=== Exercise directions ===
Retype the passage below on Russia under Nicholas II word for word, starting at the words "During the decades" and stopping after "the entire West.".

=== Text for analysis ===
##############################

With the dramatic collapse of Soviet rule, many Russians are taking
a new and more respectful look at their country's pre-Communist history,
including the era of the last Romanov emperor. While the Soviets -
along with many in the West - have stereotypically portrayed this
era as little more than an age of arbitrary despotism, cruel suppression
and mass poverty, the reality is rather different. While it is true
that the power of the Tsar was absolute, that only a small minority
had any significant political voice, and that the mass of the empire's
citizens were peasants, it is worth noting that Russians during the
reign of Nicholas II had freedom of press, religion, assembly and
association, protection of private property, and free labor unions.
Sworn enemies of the regime, such as Lenin, were treated with remarkable
leniency.
During the decades prior to the outbreak of the First World War,
the Russian economy was booming. In fact, between 1890 and 1913, it
was the fastest growing in the world. New rail lines were opened at
an annual rate double that of the Soviet years. Between 1900 and 1913,
iron production increased by 58 percent, while coal production more
than doubled. Exported Russian grain fed all of Europe. Finally, the
last decades of Tsarist Russia witnessed a magnificent flowering of
cultural life.
Everything changed with the First World War, a catastrophe not only
for Russia, but for the entire West.
|
Monarchist Sentiment
In spite of (or perhaps because of) the relentless official
campaign during the entire Soviet era to stamp out every uncritical
memory of the Romanovs and imperial Russia, a virtual cult of
popular veneration for Nicholas II has been sweeping Russia
in recent years.

##############################

=== Data to examine ===
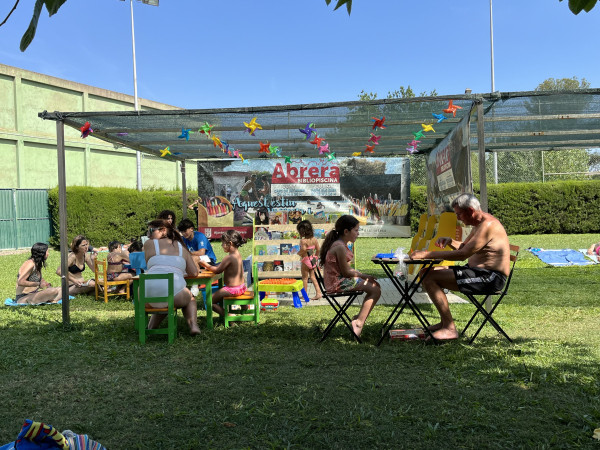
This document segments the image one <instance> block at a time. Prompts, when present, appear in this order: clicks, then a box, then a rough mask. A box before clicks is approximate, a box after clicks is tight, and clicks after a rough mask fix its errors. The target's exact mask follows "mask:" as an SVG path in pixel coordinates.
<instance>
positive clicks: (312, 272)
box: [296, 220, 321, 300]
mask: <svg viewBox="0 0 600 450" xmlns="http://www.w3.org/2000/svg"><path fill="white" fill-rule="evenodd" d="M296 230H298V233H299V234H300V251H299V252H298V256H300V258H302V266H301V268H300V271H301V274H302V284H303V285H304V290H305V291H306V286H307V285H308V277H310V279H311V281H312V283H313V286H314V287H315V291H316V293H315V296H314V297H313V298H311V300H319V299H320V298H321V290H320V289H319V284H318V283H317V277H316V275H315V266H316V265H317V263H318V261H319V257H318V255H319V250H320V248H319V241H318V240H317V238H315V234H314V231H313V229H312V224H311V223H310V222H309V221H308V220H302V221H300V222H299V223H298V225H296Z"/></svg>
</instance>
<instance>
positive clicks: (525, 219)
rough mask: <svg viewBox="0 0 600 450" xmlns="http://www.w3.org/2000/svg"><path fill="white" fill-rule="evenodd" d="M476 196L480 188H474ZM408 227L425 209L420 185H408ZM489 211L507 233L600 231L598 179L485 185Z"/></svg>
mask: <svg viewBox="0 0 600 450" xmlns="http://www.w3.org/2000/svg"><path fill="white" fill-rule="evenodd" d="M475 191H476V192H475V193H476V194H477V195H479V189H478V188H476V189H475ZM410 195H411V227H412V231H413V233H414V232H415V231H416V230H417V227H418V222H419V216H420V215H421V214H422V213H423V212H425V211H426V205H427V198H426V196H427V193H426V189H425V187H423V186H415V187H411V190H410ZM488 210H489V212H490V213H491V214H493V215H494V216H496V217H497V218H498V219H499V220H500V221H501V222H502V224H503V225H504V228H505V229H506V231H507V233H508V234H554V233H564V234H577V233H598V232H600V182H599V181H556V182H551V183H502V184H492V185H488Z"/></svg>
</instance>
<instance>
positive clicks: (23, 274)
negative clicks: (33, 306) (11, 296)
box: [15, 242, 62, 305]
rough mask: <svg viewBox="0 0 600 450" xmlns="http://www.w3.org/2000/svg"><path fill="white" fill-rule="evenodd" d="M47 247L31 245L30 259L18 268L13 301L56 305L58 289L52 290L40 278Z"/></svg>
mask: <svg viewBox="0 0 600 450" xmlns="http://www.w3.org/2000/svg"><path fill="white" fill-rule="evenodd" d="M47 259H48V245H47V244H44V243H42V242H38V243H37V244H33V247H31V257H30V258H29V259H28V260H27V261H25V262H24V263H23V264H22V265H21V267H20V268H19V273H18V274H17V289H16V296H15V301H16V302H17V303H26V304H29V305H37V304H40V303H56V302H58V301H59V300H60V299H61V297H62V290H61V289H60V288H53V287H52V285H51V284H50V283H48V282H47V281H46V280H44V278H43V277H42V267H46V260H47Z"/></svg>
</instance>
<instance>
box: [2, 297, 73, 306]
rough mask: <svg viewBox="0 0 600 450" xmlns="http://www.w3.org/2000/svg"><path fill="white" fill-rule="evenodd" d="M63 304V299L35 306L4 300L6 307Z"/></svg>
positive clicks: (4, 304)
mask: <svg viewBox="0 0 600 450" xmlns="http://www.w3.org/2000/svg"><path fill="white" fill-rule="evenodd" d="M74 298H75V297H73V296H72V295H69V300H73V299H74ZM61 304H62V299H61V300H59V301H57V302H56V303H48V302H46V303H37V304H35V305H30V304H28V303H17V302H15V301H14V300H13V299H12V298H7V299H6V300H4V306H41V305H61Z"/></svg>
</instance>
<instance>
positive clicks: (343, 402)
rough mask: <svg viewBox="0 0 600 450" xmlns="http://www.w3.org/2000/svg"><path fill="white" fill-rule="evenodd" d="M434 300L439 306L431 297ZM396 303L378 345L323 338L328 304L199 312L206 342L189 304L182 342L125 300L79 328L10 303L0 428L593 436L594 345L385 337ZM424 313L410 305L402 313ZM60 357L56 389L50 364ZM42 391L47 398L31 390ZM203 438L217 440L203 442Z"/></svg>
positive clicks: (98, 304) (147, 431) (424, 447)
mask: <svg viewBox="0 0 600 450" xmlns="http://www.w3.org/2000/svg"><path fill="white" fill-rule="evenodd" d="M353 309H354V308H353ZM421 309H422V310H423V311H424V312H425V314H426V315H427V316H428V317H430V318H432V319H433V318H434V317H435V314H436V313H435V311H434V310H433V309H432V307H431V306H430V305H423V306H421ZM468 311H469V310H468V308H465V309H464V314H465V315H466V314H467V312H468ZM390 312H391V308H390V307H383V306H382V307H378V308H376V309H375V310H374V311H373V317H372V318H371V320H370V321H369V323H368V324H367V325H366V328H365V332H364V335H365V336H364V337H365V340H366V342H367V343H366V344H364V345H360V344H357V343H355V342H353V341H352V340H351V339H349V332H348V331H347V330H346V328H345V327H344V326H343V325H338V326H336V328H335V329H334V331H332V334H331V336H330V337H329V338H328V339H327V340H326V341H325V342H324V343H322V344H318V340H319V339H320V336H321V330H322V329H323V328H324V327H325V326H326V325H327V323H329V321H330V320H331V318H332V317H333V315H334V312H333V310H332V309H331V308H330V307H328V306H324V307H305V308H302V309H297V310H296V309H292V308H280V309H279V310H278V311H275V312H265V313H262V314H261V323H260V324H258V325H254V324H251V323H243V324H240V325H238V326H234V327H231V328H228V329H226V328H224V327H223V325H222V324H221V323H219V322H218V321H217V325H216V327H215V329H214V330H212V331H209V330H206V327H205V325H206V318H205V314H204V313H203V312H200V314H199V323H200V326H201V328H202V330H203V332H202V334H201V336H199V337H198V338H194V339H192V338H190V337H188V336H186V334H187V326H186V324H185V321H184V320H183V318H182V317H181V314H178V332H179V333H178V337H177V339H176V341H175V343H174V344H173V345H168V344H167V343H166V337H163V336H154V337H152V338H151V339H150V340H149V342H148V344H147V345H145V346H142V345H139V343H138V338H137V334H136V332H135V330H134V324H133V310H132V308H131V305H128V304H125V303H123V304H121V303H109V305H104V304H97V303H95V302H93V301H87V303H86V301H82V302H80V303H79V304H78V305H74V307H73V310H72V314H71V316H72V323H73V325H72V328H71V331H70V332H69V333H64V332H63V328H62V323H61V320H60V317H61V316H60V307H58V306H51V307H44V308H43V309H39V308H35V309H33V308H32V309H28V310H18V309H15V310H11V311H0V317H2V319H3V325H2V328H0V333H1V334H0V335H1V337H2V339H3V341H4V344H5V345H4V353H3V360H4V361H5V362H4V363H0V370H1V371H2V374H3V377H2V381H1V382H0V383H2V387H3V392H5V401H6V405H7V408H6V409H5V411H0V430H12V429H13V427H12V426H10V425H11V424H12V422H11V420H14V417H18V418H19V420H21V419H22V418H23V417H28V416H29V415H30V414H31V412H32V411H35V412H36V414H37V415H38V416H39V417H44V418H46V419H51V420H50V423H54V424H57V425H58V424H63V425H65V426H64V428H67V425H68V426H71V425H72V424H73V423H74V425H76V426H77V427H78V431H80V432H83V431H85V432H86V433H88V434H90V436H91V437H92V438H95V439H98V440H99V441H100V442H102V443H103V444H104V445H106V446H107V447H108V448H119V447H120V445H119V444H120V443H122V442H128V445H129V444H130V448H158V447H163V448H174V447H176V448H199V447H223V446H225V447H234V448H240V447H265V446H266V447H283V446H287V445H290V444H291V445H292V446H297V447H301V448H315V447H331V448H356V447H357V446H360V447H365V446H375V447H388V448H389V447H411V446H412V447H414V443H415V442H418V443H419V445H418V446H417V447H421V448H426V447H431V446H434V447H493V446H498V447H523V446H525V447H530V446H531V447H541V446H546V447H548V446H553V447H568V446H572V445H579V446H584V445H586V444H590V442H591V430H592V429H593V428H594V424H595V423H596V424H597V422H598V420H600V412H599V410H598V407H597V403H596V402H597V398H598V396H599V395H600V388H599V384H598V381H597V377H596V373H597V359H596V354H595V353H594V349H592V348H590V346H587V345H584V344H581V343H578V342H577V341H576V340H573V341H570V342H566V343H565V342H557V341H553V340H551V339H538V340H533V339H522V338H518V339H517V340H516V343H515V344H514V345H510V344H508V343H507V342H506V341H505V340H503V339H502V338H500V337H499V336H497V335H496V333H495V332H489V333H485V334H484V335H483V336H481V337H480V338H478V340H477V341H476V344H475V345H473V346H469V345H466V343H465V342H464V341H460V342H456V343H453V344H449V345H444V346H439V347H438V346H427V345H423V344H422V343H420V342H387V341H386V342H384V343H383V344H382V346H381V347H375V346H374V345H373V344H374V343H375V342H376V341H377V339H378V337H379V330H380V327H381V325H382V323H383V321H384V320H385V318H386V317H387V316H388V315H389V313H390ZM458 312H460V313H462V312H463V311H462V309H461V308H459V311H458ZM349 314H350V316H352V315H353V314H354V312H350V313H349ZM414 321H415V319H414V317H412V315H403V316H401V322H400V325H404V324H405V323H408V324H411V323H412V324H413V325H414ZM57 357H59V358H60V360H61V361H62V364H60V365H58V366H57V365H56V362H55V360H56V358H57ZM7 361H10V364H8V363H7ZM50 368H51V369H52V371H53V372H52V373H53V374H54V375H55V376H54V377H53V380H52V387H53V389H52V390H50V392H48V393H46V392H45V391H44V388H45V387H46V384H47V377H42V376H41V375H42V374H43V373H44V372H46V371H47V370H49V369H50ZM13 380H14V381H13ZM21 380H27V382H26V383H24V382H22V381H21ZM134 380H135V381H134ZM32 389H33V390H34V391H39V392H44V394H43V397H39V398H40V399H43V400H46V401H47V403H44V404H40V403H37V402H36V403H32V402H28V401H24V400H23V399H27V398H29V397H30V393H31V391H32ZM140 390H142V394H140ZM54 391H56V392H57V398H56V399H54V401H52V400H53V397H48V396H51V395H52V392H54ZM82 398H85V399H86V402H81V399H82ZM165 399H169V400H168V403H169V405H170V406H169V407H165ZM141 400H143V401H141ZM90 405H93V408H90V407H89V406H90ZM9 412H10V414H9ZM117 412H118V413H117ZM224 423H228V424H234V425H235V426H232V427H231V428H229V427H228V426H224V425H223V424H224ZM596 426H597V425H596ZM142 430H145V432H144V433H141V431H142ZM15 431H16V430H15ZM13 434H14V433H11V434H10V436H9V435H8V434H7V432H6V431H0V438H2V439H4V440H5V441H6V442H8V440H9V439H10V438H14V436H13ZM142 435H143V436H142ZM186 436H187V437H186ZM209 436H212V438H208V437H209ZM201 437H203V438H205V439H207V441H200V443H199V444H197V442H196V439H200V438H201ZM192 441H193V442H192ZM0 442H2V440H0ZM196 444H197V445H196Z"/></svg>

##############################

=== Written answer ===
During the decades prior to the outbreak of the First World War,
the Russian economy was booming. In fact, between 1890 and 1913, it
was the fastest growing in the world. New rail lines were opened at
an annual rate double that of the Soviet years. Between 1900 and 1913,
iron production increased by 58 percent, while coal production more
than doubled. Exported Russian grain fed all of Europe. Finally, the
last decades of Tsarist Russia witnessed a magnificent flowering of
cultural life.
Everything changed with the First World War, a catastrophe not only
for Russia, but for the entire West.